- **Your instructions**:
The copy you produce must hold every record exactly, and none of the images.

(Image point grounding data)
# # #

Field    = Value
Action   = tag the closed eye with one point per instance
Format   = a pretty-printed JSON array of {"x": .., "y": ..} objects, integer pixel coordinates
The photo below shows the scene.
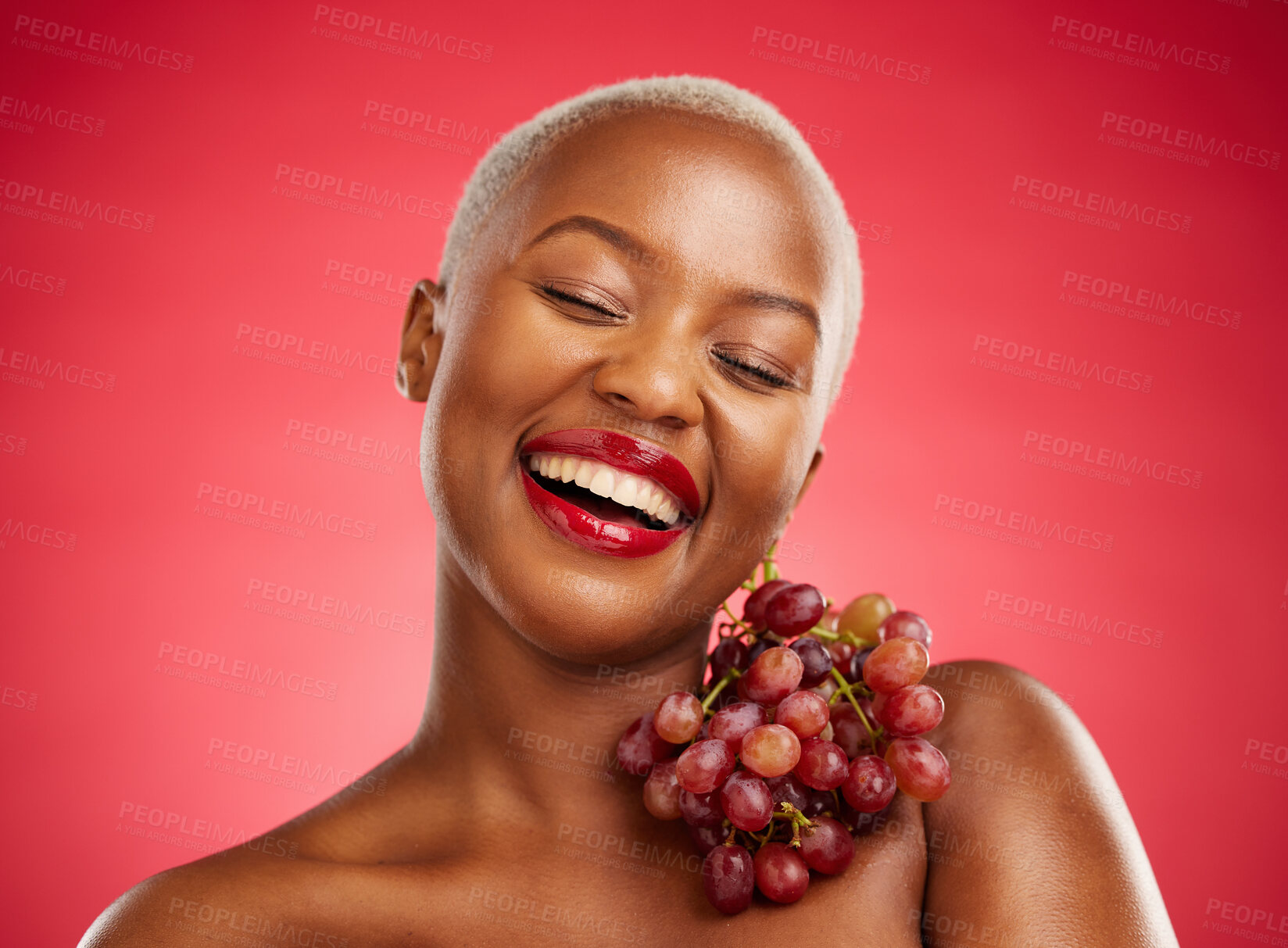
[
  {"x": 550, "y": 290},
  {"x": 755, "y": 369}
]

# # #

- **Problem solution**:
Field    = Value
Action   = tag the closed eye with one point per instance
Format   = a pretty-printed JSON array of {"x": .., "y": ..} objects, integer pixel coordinates
The photo below shows the scene.
[
  {"x": 550, "y": 290},
  {"x": 755, "y": 369}
]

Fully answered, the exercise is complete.